TASK BRIEF » Down to the final line, print each entry exactly.

Extracted data entries
+ + +
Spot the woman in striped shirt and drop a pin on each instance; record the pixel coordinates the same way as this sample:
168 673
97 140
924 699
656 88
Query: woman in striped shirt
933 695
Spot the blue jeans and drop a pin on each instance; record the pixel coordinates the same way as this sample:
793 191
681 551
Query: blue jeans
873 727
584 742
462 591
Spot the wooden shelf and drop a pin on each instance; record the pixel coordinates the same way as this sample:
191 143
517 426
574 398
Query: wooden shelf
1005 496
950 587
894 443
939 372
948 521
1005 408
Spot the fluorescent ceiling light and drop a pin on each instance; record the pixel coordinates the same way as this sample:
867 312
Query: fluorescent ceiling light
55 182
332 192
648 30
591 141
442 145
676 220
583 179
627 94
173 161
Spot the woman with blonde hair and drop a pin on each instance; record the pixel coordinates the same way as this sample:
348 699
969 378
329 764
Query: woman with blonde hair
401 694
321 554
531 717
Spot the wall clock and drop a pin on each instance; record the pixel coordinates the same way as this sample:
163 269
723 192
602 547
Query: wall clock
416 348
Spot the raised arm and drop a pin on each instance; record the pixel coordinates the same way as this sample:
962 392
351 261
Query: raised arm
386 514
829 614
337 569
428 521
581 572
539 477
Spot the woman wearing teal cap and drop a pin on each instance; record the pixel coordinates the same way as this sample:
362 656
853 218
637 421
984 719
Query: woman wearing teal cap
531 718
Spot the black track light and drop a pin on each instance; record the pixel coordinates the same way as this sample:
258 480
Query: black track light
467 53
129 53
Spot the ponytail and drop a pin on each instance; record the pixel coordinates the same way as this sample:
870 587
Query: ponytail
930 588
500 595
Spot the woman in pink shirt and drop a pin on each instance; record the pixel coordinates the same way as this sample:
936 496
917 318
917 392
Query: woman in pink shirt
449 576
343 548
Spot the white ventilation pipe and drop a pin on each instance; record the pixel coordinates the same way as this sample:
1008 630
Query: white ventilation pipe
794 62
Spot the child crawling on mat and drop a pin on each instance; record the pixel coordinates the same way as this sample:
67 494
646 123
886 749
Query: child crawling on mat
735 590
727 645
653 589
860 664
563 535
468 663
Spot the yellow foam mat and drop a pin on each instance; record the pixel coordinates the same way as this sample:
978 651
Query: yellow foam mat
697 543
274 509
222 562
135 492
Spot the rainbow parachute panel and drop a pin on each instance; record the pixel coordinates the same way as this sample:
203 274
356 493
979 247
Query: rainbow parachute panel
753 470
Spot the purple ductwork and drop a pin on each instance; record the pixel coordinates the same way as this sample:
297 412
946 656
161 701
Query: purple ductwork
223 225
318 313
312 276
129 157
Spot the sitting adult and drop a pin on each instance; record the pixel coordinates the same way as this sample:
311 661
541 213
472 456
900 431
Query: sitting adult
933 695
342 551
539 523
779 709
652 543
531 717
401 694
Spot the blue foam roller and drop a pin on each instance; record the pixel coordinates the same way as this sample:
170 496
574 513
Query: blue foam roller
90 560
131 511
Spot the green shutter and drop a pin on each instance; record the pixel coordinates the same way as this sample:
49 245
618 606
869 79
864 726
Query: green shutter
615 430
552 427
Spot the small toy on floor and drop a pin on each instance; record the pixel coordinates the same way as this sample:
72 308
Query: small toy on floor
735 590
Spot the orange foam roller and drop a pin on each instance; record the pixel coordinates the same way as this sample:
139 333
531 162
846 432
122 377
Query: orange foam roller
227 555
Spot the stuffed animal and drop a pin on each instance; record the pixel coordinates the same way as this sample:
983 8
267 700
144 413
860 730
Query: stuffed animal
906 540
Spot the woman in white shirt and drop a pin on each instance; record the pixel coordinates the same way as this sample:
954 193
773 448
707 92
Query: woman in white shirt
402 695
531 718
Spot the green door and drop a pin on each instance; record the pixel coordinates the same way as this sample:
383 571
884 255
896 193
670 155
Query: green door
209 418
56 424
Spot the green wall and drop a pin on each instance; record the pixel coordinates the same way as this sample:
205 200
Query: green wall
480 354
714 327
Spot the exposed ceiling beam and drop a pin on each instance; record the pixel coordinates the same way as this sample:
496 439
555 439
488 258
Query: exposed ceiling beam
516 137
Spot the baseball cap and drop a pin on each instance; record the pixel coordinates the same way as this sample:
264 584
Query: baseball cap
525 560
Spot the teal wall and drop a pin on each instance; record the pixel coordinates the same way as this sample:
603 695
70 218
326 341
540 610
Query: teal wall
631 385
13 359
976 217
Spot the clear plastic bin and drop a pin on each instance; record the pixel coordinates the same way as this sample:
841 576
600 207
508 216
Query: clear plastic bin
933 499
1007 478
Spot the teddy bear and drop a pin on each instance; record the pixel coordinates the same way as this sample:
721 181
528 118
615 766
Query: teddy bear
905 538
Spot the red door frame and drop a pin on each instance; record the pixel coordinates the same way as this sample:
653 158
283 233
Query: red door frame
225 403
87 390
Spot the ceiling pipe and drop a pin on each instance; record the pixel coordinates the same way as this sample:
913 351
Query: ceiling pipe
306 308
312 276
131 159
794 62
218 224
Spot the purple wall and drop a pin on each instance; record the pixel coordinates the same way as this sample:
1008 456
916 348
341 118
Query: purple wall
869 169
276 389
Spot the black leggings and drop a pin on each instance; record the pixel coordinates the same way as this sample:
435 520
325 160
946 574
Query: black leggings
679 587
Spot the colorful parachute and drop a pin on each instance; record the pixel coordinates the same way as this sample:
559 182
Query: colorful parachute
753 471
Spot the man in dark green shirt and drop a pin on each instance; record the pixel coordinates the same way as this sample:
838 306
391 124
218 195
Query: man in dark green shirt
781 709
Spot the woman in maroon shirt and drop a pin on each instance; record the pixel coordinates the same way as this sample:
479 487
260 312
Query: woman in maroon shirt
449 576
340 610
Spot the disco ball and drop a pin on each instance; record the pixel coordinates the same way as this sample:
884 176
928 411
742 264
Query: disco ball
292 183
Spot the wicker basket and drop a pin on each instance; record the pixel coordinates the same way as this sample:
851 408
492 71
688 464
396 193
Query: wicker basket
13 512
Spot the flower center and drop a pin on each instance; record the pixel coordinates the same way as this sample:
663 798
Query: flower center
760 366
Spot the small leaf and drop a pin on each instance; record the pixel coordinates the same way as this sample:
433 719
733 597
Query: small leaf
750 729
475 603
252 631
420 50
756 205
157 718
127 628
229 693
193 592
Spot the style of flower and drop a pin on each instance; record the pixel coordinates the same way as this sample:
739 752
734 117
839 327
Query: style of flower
+ + +
SOLUTION FOR THIS PROBLEM »
Spot the woman in striped shirt and drop a pin on each instance; record the pixel coordinates the same way as this sample:
168 673
97 140
924 699
656 88
Query: woman in striped shirt
933 695
Spot the blue jeans and drop a pin on each instance; record the pixel coordinates the same way as this sample:
793 191
681 551
Query: blue jeans
873 727
584 742
462 591
Spot the wooden shelf and drop a pin on each instance; record the pixel coordinates the same way as this sample:
191 143
517 426
574 398
Query: wooden shelf
1005 496
950 587
894 443
939 372
948 521
1005 408
Spot the fluorescent ceiling light and drop a pin on each instance; record the pixel coordinates the same way as this sample:
867 312
Query: fluorescent ceiling light
55 182
332 192
648 30
591 141
442 145
676 220
583 179
627 94
173 161
Spot the woman with blonde hair and drop a pin on each instance; record the pixel coordinates the same way as this sample:
348 699
969 378
329 764
Query: woman with blonde hair
401 694
321 554
531 717
Spot the wall clock and drop a pin on each instance; record the pixel coordinates the same way as this sample:
163 269
723 192
602 547
Query: wall clock
416 348
Spot the raised arm and drop a pin on each instance; record the pixel coordinates the same way as this sample:
962 392
351 261
Query: raised arm
386 514
829 614
337 569
428 521
581 572
539 477
Spot the woman wearing teal cap and drop a pin on each instance; record the pixel coordinates the same way as this sample:
362 656
853 218
637 421
984 719
Query: woman wearing teal cap
531 718
Spot the black track light and drop a pin on each instance; record the pixel coordinates the same way as this sample:
258 480
Query: black track light
467 53
129 53
Spot the ponytail and drop a pin on each instance; record the pixel coordinates the same way as this sample:
870 587
Query: ponytail
930 588
500 595
Spot the woman in pink shirt and drop a pin on each instance; record the pixel coordinates the same way as this sample:
936 496
917 318
917 392
Query: woman in pink shirt
449 576
343 548
Spot the white ventilation pipe and drop a pin on each instance; record the pixel coordinates the same way as this sample:
1008 630
Query: white ventilation pipe
794 62
Spot the child crawling on mat and drop a pin on each instance; record the pixel coordinates the same way as this sample:
67 494
646 123
886 749
Query: child crawling on mat
735 590
727 645
653 589
860 664
563 535
468 663
Spot the yellow foam mat and drop a pin on each instance; record the pixel coordinates the same way as this sample:
978 651
Query: yellow foam mat
697 543
274 509
222 562
135 492
Spot the rainbow parachute panel and drop a pin on each instance; record the pixel coordinates the same way as this sample:
203 274
356 493
979 247
Query: rainbow parachute panel
753 470
Spot the purple ductwork and drop a pin on each instance; record the pixel coordinates the same way as this sample:
297 412
946 656
161 701
Query: purple ductwork
223 225
318 313
312 276
129 157
Spot the sitting adult and drop a pin on each instance; record the pixel coordinates the same way as this sample:
311 661
541 213
472 456
900 431
Query: sitting adult
933 695
342 551
539 523
779 709
652 543
531 717
401 694
Spot the blue foam roller and drop a pin on each instance; record the pixel coordinates the same way as this sample:
170 496
574 513
Query: blue foam roller
90 560
131 511
Spot the green shutter and drop a pin on each instance; record the pixel coordinates the same way as this sample:
49 245
618 606
869 79
864 726
Query: green shutter
615 430
552 427
Spot the small toy on floor and drop a pin on each instance; record the pixel coordinates the same way as this sample:
72 308
Query: small toy on floor
735 590
Spot the orange foam roller and drop a pin on each instance; record the pixel coordinates the same way as this sample:
139 333
531 162
846 432
122 377
Query: orange foam roller
227 555
Spot the stuffed animal and drop a pin on each instance; record the pixel coordinates the same way as this sample:
983 8
267 700
144 413
860 730
Query: stuffed animal
906 540
Spot the woman in white shirt and drop a pin on each instance; record the pixel coordinates the same way as this sample:
954 193
773 448
707 92
Query: woman in white shirt
402 695
531 718
Spot the green door and drop a pin on each instance; record the pixel coordinates the same way as this sample:
383 571
884 255
896 193
670 155
Query: green door
209 418
56 424
Spot the green wall and drop a pin on each instance; record the pixel coordinates the same way as this sample:
205 200
Query: green wall
480 354
714 327
Spot the exposed ceiling beam and drop a pin on each instance; record the pixel coordinates the same way as this sample:
496 439
555 439
488 258
Query: exposed ceiling beam
516 137
Spot the baseball cap and drop a pin on each instance; record the pixel coordinates the same way as this sample:
264 584
Query: baseball cap
525 560
Spot the teal wall and drop a pin on each instance; record the pixel coordinates the same way as this sample:
603 695
70 218
326 341
540 610
Query: teal wall
631 385
13 359
976 217
Spot the clear plastic bin and drop a pin on each instance; record the pixel coordinates the same way as this sample:
841 576
600 207
508 216
Query: clear plastic bin
933 499
1007 478
Spot the teddy bear and drop a pin on each instance; record the pixel coordinates the same way as this sample:
721 181
528 118
615 766
Query: teddy bear
905 538
Spot the red door frame and drop a pin on each instance; record the pixel coordinates the same way as this sample:
653 158
283 233
Query: red door frame
225 403
87 390
Spot the ceiling pipe and drop a pin on each instance; record the pixel coordinates the same way as this sample:
913 351
Query: ceiling pipe
306 308
312 276
131 159
794 62
218 224
Spot the purple wall and drop a pin on each instance; record the pixel coordinates the same way as this sample:
1008 456
916 348
341 118
Query: purple wall
869 169
276 389
Spot the black leggings and drop a pin on each instance; record the pixel coordinates the same way as this sample:
435 520
325 160
946 574
Query: black leggings
679 587
Spot the colorful parachute and drop a pin on each instance; record the pixel coordinates the same way as this sample:
559 182
Query: colorful parachute
753 471
Spot the man in dark green shirt and drop a pin on each instance; record the pixel coordinates the same way as this sample:
838 306
391 124
218 195
Query: man in dark green shirt
781 709
Spot the woman in maroon shirt and drop a pin on each instance; record the pixel coordinates the same way as this sample:
479 487
260 312
Query: woman in maroon shirt
449 576
340 610
Spot the disco ball and drop a pin on each instance; record the pixel coordinates the same way as this sample:
884 176
928 411
742 264
Query: disco ball
292 183
Spot the wicker basket and drop a pin on each instance; record the pixel coordinates the same way as this sample:
851 408
492 71
688 464
396 193
Query: wicker basket
13 512
Spot the flower center and drop a pin on each instance; record the pixel coordinates the same way as this sample:
663 798
Query: flower center
760 366
Spot the small leaf and drop a pin on each instance; record the pixel coordinates the same way as this sample:
433 719
733 597
Query: small leaf
750 729
475 603
252 631
420 50
756 205
157 718
127 628
229 693
193 592
Spot the style of flower and drop a pin on each instance; record the pixel coordinates the same way as this sample:
739 752
734 117
839 327
Query: style of flower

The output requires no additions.